— Compito 1 —
Nel testo sui teatri di Berlino e Milano, quali tipi di teatro e di spazio teatrale si sono sviluppati a Berlino in parallelo allo sviluppo urbanistico del dopoguerra? Elencali tutti.
— Compito 2 —
Prosegui il testo sui teatri di Berlino e Milano, ripartendo dopo la sua ultima frase.

— Testo selezionato —
"""

Milano come Berlino? Una singolare comparazione. Non solo Deutsches Theater e Piccolo. Ma Stabili, Off & Co

Andrea Bisicchia, «lo Spettacoliere»

Sotera Fornaro è una studiosa di Letteratura greca e Letteratura comparata, all’Università di Sassari, ma con notevole esperienza all’interno di Università tedesche come Friburgo e Luneburg. Ha frequentato i teatri berlinesi, tanto da dedicare loro un volume: Berlino tra passato e futuro, edizioni Cue Press, ormai la sola casa editrice che pubblica libri di teatro e dello spettacolo. Non si tratta di una guida, bensì di un racconto di quanto è avvenuto, avviene e avverrà nei teatri di questa città.

Vorrei adoperare anch’io il metodo comparativo, visto che cercherò di tracciare un parallelo con quanto è accaduto e accade a Milano. La Fornaro distingue la funzione dei teatri prima della Repubblica di Weimar, durante Weimar, e dopo Weimar, per riportarci alla tragica situazione del periodo nazista e, infine, per tratteggiare la situazione di oggi.

Anche Milano ha vissuto un simile tragitto che si è concluso con la nascita del Piccolo Teatro. A Berlino, lo sviluppo urbanistico del dopoguerra è stato parallelo a quello dei Teatri Stabili, di quelli alternativi, degli Off e degli spazi industriali dismessi, convertiti in spazi teatrali. Anche Milano ha vissuto simili traslochi, in particolare dopo il 1968, quando, improvvisamente, si moltiplicarono gli spazi alternativi.

"""

— Dati estratti —

"""

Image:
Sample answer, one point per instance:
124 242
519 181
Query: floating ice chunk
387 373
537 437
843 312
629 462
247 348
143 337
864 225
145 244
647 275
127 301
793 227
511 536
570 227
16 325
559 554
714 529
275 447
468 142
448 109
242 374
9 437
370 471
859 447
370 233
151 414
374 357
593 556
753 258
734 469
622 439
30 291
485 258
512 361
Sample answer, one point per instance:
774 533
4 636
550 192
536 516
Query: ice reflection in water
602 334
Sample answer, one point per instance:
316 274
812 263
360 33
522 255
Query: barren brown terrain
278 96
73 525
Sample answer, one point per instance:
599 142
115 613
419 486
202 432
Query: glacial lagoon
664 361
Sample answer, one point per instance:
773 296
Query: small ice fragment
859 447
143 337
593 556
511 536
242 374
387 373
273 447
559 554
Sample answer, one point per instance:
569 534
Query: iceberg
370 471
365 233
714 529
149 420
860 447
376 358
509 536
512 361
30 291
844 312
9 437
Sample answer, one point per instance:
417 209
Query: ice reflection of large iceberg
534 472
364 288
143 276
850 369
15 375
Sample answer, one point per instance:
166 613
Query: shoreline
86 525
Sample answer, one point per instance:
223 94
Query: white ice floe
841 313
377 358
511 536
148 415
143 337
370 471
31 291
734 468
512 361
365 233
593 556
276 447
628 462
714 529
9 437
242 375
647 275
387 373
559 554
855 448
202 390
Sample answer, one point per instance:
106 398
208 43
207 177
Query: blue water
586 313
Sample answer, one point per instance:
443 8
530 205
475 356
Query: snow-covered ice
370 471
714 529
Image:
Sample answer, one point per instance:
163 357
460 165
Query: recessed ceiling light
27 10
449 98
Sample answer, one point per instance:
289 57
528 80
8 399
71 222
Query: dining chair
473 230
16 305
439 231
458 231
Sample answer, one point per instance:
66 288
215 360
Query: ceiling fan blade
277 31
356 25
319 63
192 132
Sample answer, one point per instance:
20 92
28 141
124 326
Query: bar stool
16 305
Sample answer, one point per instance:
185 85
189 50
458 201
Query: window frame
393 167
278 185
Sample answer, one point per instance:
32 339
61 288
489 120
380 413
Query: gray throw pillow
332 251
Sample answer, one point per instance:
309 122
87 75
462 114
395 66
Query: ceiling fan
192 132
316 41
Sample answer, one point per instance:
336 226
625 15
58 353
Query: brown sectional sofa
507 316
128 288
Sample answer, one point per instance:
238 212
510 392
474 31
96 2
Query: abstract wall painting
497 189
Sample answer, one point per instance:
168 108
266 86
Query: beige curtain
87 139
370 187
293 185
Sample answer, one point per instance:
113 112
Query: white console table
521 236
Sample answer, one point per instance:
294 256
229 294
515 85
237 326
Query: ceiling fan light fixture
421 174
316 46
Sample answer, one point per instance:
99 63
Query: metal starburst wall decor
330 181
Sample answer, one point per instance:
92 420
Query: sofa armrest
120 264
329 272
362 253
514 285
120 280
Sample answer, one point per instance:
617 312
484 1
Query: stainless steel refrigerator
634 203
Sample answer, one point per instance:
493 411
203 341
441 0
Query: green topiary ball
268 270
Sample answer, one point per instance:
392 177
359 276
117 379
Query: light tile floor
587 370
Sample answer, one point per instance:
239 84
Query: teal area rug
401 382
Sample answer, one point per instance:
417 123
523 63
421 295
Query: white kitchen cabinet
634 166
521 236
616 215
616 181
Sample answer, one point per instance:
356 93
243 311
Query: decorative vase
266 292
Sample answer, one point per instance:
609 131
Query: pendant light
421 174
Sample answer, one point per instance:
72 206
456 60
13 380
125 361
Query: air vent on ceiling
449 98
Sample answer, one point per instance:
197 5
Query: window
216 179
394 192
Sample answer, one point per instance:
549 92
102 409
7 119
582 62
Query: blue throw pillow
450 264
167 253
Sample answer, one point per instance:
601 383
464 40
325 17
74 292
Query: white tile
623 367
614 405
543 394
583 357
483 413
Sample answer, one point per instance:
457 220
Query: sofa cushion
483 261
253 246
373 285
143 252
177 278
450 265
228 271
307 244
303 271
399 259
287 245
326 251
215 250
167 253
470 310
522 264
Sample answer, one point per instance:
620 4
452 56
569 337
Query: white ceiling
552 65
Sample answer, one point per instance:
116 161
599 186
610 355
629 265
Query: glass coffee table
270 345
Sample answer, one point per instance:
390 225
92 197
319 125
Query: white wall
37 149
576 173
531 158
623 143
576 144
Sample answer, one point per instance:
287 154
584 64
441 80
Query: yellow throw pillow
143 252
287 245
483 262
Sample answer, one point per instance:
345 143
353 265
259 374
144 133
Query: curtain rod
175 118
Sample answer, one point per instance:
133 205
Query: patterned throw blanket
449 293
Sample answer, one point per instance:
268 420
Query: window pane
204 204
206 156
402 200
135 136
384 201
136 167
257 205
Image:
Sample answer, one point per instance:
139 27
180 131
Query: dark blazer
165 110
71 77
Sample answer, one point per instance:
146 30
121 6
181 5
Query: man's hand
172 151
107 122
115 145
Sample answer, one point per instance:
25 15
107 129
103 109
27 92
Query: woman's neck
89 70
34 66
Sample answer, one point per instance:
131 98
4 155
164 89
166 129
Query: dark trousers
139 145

"""

— Risposta 1 —
- Teatri Stabili
- teatri alternativi
- Off
- spazi industriali dismessi, convertiti in spazi teatrali

— Risposta 2 —
L’autrice ci informa come Berlino, proprio per i suoi teatri, sia diventata una città turistica, poiché li si visita così come si visitano i musei, per questo la definisce ‘città in transito’. Pur nelle sue brevi note, la Fornaro ricorda i grandi del passato, da Piscator a Brecht, a Muller, a Castorf, a Klaus Dort, colui che ha avviato al successo il teatro performativo, diventandone il paladino, anzi, decretandone il primato, benché, sottolinea l’autrice, parecchi spettacoli abbiano rasentato la banalità, come, del resto, è avvenuto per molti spettacoli performativi in Italia.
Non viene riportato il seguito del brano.